[Data section — start]
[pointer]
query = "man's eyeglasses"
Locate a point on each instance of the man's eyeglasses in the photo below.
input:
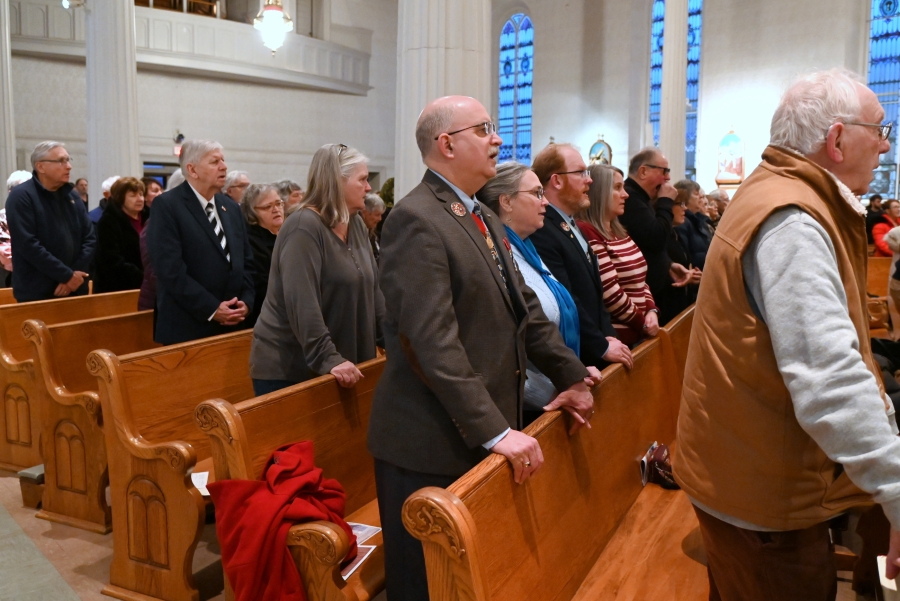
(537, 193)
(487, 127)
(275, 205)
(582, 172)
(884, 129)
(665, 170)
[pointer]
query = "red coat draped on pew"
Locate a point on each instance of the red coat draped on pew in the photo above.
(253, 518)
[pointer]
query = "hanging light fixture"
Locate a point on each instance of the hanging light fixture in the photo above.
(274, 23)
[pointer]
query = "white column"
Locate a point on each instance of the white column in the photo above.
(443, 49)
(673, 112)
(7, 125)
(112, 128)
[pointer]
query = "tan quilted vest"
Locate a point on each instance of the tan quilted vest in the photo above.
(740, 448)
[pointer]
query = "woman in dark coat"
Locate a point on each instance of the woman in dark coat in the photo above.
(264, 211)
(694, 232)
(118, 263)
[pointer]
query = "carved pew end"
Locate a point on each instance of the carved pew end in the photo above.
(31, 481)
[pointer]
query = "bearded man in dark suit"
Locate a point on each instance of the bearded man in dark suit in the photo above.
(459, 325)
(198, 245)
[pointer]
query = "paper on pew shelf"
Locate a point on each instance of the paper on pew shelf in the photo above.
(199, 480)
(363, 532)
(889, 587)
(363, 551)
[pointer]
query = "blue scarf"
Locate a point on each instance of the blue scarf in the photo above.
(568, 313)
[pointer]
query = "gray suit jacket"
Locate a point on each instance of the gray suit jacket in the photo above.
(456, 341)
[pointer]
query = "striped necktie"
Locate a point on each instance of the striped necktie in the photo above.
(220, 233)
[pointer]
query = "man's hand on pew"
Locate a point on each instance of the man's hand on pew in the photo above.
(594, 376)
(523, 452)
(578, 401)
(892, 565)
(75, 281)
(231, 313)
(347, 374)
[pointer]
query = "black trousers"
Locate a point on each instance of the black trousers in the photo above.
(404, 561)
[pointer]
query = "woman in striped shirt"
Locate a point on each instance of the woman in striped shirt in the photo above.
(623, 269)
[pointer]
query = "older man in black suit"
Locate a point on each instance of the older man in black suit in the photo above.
[Data section — finish]
_About this exercise:_ Output each record above word for word, leaving out images.

_Output for this task:_
[pointer]
query = "man's eyeglasses"
Locate a point on each instance of the man's eyeglasses in the photo below.
input:
(537, 193)
(487, 127)
(275, 205)
(582, 172)
(884, 129)
(665, 170)
[pointer]
query = "red coat draped on pew"
Locate a point on each instance of the red coat draped on pew in the photo above.
(253, 518)
[pointer]
query = "hanging light fixture"
Locate a point on each instance of the hanging light fixture in the photo above.
(274, 23)
[pointer]
query = "white column"
Locate a point on each instance of the white column in the photo above.
(443, 49)
(673, 112)
(7, 125)
(112, 128)
[pointer]
query = "tan quilted vest"
Locate a point on each instance of the tan quilted vest in the photo above.
(740, 448)
[pointer]
query = "woman in dark coat"
Locate a point on each instance of the woman in dark coat in the photo above.
(264, 211)
(694, 232)
(118, 263)
[pointer]
query = "carved pew end"
Locate a point on each instance of the carved pew end in the photo above.
(31, 481)
[pointer]
query = "bearded man in dark suit"
Locate a point on each instance of the bearded man in dark suit in the photo above.
(459, 325)
(198, 245)
[pointer]
query = "paper on pew shelf"
Locate a point on each instance of the paper on pew shelf in the photo above.
(199, 480)
(363, 532)
(889, 587)
(363, 551)
[pointer]
query = "blue scarf"
Locate a point on each instance of the blue scarf in the photo above.
(568, 313)
[pointer]
query = "gray suit jacket"
Locate a point on each instance of the gray suit jacket in the photo above.
(456, 341)
[pointer]
query = "striped necktie"
Locate a point on each instance of the striped necktie in the photo above.
(220, 233)
[pointer]
query = "man's hand on pew"
Locate a point on each instance of the man's hand on pew in the photo above.
(594, 376)
(523, 452)
(578, 401)
(892, 565)
(75, 281)
(231, 313)
(347, 374)
[pointer]
query = "black trousers"
Locate a point on each instance of the black trousers in the photo above.
(404, 561)
[pointer]
query = "woman in striped shirt"
Locate a point on each instance of the woman in striped shirt in the photo above.
(623, 269)
[pointer]
query = "older man in black suit"
Locate a point on each instance of the older man in black suit in the photo above.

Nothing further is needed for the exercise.